──────── Selected extract ────────

Tuesday, August 31, 2010

Tough Love

We have a problem in our house.

Actually, the problem resides on our driveway.

My husband's truck has been a thorn in our sides all summer long. Our bank account isn't liking it all that much either. It has needed repair after repair after repair.

And the reason it has needed so many repairs this past summer, I believe, is because it is weak.

Let me explain.

See, my husband comes from a long line of "take care of your car" people. Ok, well, I only know his parents, but still, they really take very good care of their cars. They get them maintained according to the manufactures guidelines, vacuum out the inside gunk that accumulates, wash it by hand, get it rust protected and take care of any rust that starts up. Plus, they also come from the land of owning cars that were made within five years of the current date.

I come from a very different upbringing. Our cars were on average 15 years old when we got them, lasting another 5-10. The doors on these cars were as long as some cars now (gotta love the cars from the seventies) and we had these cars in the 90s. Some even had holes in the floor. One car, my favourite, started without a key. Love it! They weren't maintained well, oil changes were infrequent, rust took over the undersides, but they always got us from A to B over to C and back to A again.

────────

**Task list**
1 – In the blog post about the husband's truck, how old were the writer's family cars, on average, when the family got them?
2 – Continue the blog post about the husband's truck from where it stops.

──────── Supplied material ────────

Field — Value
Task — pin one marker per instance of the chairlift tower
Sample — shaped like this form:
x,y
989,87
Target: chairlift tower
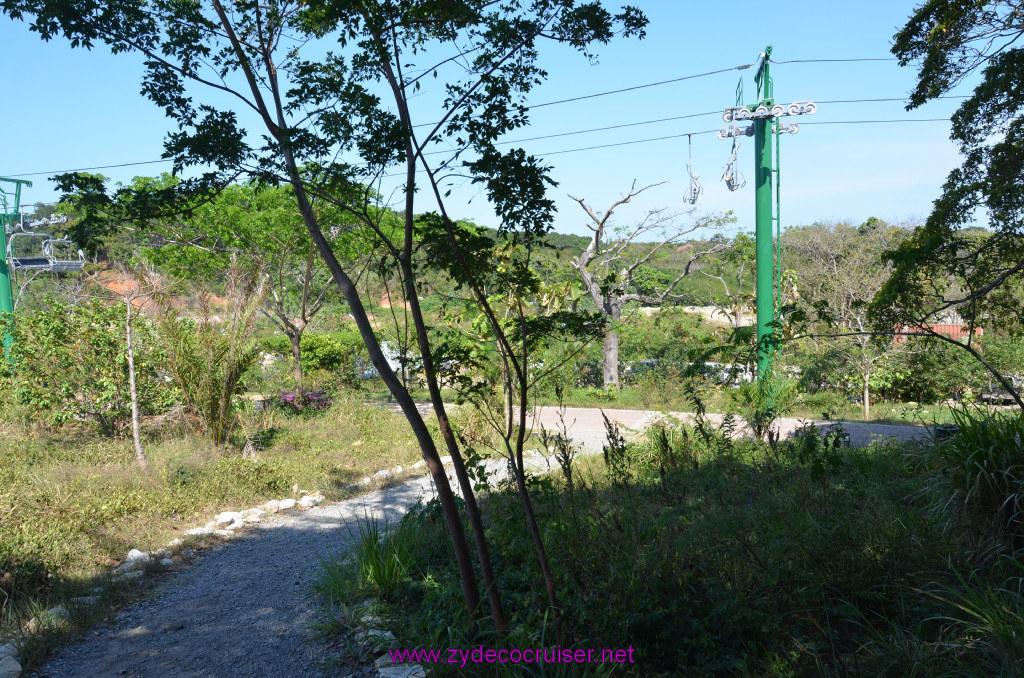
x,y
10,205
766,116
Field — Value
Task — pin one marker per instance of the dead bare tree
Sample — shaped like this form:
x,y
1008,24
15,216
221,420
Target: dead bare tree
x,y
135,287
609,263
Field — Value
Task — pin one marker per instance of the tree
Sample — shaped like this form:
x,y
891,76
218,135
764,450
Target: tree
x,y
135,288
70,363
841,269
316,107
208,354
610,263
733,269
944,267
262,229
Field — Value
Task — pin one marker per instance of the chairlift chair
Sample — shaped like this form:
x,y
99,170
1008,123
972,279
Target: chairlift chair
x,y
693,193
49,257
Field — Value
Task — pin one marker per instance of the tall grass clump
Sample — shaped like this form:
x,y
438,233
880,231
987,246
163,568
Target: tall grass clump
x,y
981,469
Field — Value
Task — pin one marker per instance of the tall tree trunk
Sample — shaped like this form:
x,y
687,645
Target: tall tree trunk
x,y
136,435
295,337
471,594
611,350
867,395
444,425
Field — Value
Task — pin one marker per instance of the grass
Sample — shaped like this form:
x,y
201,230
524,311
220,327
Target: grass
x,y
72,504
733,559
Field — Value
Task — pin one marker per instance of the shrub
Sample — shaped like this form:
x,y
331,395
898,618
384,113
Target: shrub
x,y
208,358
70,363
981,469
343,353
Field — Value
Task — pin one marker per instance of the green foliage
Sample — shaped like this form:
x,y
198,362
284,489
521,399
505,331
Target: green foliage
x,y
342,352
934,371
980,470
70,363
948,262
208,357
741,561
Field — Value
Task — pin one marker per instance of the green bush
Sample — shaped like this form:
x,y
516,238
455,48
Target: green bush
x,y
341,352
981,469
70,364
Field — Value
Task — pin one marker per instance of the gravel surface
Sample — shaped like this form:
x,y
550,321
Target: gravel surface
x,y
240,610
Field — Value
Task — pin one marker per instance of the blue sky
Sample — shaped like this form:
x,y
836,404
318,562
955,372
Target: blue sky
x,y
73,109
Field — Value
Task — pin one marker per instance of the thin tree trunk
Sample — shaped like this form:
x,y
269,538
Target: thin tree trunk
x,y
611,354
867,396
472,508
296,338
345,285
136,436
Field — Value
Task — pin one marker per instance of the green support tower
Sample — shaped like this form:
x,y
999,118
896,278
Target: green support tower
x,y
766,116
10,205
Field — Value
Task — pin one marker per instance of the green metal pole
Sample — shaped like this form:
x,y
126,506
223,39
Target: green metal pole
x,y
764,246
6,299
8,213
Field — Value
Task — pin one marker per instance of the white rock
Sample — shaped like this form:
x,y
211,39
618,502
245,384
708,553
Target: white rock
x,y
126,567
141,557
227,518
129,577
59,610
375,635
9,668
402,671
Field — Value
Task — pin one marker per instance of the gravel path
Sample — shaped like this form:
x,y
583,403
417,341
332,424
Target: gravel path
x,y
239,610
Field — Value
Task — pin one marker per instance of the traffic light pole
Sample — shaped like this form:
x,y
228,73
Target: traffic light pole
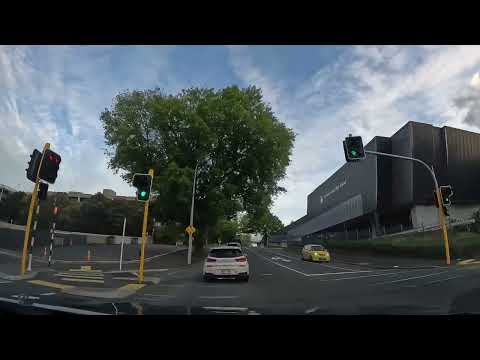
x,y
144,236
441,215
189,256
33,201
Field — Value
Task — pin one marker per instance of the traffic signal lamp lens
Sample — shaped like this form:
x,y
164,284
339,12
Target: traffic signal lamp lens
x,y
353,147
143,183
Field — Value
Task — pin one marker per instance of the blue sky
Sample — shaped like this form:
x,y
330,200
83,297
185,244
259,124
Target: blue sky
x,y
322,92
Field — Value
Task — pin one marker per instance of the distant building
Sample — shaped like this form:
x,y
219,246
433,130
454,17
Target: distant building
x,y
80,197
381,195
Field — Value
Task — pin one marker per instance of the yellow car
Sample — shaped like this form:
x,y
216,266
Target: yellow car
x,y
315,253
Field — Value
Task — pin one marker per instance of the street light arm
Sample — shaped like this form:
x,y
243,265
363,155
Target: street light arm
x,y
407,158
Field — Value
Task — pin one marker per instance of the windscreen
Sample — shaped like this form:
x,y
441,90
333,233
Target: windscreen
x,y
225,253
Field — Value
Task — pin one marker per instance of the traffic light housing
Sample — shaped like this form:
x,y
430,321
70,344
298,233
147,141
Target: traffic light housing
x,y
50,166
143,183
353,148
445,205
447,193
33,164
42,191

────────

**Final results**
1 – They were about 15 years old on average.

2 –
There is one reason and one reason only why those cars lasted as long as they did.

Tough love.

I grew up in a family where both parents were self employed, my dad a contractor and my mom baby sat kids at our house so she could stay home with us. They worked hard and as kids, we never knew that money was ever an issue. We always had our needs met, and while we didn't have all the fancy new clothes or toys on the market, we had more than other children. It was only as an adult that my mom said there were many times that they were on the door step of social assistance, only scraping by.

Because of the lack of money flow we always had used cars. And if a car had an issue, most of the time, my parents ignored it as long as they could. And after a few choice words, some yelling, slamming of the hood and hits of the steering wheel, things usually fixed themselves. Our cars knew better than to act up. Tough love.

We took the same approach with any large appliances in our home. Eventually, after ignoring the issue long enough and a couple of fits of frustration, things would usually clear up again. Tough love.

I have taken this "ignorance is bliss" mind frame with me through the years.

Our fridge, it leaks at the back and you have to keep a bowl on the top shelf to catch the drips. After two years, it miraculous stopped, no bowl needed anymore.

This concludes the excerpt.